Material provided:
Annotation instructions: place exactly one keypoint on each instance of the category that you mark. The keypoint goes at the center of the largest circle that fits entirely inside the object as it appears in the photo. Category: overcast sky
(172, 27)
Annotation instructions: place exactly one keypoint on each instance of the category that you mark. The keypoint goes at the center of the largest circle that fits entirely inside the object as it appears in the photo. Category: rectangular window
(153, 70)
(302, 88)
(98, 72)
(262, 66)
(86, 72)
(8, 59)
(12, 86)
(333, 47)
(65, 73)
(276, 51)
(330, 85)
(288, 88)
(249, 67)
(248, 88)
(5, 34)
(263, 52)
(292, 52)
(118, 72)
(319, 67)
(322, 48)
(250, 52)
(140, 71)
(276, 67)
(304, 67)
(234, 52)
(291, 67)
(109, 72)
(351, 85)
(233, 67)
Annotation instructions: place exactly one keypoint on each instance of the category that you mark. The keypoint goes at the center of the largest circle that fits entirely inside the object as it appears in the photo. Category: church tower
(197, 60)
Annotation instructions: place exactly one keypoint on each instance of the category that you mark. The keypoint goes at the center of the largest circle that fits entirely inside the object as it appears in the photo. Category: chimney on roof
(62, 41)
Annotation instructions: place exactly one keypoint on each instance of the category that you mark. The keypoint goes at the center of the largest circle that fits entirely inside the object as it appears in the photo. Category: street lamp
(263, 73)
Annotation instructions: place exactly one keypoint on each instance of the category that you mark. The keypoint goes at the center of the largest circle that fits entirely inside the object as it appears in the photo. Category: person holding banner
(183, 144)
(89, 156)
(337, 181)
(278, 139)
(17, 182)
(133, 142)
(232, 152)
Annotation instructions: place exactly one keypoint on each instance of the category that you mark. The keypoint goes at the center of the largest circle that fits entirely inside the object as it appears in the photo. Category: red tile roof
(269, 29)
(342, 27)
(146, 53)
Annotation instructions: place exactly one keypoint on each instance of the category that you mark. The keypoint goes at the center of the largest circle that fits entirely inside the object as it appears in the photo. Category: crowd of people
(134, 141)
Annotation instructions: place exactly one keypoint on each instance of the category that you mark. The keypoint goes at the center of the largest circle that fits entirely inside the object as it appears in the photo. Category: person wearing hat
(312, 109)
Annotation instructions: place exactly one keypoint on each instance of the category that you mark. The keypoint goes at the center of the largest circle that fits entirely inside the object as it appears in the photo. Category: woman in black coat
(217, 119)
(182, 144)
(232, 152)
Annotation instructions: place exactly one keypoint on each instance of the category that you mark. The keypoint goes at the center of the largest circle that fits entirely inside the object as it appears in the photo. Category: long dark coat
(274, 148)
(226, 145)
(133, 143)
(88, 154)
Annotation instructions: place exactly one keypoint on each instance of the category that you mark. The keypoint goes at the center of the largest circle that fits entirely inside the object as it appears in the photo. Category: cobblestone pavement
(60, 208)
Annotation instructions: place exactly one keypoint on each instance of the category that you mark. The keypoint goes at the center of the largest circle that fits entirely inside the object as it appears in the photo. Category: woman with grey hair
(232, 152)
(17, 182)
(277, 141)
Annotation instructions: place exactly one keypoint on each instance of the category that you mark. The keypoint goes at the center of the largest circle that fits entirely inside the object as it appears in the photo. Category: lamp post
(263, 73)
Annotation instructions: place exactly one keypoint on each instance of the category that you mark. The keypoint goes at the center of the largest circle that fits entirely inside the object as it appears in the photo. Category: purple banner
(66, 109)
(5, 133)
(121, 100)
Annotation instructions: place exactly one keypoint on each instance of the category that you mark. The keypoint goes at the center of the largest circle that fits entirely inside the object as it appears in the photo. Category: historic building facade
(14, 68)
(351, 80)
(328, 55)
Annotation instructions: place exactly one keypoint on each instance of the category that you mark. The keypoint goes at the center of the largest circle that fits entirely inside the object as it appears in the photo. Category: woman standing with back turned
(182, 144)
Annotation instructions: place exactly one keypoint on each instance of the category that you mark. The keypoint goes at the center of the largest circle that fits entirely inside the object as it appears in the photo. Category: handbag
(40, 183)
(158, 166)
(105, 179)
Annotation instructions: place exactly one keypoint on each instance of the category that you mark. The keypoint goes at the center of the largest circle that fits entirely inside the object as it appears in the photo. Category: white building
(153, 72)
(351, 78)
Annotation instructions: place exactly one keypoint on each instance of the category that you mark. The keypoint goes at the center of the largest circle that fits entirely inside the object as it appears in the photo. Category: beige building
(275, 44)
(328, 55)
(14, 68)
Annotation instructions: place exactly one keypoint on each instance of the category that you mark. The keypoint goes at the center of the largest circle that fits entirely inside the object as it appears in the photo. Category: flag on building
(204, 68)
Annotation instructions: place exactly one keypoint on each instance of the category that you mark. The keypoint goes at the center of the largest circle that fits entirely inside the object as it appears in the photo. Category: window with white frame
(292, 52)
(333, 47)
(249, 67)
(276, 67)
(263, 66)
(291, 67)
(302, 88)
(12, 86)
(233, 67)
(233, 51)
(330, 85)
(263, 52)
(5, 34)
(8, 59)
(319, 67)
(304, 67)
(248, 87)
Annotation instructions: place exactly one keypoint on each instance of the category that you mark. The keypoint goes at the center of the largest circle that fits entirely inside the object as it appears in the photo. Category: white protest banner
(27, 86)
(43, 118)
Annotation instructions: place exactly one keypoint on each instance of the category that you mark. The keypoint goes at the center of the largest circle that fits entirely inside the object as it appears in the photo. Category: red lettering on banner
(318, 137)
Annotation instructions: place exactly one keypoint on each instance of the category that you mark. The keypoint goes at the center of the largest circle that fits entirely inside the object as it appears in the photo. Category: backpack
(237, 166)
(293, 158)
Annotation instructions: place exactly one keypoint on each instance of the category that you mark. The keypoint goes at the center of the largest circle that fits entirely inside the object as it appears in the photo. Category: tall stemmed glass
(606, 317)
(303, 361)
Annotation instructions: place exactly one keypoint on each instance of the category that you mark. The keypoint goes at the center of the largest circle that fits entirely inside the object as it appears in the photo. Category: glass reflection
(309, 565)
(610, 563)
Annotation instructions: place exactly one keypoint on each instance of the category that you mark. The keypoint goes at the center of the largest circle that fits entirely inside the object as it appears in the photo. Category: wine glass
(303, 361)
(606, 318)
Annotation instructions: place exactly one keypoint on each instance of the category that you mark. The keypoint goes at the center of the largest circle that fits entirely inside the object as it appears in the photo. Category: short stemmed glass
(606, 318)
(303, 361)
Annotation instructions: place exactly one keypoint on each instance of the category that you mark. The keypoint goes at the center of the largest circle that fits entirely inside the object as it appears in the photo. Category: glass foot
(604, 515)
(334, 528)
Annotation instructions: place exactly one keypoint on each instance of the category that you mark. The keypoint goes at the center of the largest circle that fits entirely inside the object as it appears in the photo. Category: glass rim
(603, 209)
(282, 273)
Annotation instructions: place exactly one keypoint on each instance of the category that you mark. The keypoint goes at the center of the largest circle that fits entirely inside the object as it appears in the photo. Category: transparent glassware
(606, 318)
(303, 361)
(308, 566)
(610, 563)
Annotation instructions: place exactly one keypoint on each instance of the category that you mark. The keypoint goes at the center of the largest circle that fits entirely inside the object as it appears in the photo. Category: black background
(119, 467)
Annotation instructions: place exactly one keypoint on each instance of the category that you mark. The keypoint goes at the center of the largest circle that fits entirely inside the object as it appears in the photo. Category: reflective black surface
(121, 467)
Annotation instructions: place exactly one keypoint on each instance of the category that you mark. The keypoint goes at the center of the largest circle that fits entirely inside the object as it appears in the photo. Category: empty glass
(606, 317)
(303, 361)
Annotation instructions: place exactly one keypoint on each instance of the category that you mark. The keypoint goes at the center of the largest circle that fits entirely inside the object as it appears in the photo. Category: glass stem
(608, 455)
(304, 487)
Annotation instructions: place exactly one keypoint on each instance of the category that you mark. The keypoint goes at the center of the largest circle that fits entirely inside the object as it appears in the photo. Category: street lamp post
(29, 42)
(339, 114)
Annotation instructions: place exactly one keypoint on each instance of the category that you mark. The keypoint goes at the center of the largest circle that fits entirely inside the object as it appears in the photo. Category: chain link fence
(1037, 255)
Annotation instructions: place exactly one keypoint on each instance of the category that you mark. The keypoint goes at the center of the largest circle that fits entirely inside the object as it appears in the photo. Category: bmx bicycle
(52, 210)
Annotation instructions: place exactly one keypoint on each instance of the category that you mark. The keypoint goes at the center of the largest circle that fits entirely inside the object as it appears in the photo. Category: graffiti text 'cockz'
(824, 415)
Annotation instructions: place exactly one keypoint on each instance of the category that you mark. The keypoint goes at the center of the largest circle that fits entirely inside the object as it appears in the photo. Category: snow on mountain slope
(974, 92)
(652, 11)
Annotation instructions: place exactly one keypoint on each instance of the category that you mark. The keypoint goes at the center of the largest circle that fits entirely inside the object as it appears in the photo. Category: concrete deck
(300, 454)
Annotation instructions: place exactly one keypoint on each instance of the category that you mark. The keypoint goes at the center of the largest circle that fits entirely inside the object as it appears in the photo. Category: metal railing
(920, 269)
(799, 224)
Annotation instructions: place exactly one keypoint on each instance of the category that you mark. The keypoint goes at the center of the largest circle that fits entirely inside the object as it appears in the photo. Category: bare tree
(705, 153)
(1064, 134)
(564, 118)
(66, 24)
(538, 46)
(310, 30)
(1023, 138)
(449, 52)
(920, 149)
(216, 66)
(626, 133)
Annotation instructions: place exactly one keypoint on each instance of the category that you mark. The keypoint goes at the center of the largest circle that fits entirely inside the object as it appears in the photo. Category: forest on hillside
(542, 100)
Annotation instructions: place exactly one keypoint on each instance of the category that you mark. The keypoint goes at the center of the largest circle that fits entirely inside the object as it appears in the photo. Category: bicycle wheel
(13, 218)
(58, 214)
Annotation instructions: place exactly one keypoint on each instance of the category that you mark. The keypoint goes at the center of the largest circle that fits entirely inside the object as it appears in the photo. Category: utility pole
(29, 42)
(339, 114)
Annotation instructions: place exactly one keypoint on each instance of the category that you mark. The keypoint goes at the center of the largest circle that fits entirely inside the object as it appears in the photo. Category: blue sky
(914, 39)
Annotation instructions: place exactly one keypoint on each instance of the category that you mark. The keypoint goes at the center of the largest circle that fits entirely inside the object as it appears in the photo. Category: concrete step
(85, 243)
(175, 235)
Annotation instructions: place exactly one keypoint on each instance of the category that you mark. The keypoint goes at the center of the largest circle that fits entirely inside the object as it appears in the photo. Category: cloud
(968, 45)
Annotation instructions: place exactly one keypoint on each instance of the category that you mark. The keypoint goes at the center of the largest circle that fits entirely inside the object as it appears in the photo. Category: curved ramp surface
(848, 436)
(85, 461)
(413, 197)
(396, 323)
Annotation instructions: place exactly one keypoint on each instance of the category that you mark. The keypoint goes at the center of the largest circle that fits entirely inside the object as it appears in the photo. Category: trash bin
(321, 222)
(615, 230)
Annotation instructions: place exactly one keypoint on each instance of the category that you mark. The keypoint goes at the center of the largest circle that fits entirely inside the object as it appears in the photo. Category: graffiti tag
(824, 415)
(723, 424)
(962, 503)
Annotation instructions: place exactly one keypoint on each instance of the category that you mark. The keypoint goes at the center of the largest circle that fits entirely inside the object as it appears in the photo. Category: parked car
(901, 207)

What is needed:
Start with the line that contains "Category: parked car", end with the last line of the entries, and please retype every line in that span exactly, with no others.

Answer for this exercise:
Annotation instructions: place exactly one keypoint on each instance of the category that you mark. The keypoint goes at the center of the largest circle that fits entirely inside the object as it appears in the photo. Category: parked car
(901, 207)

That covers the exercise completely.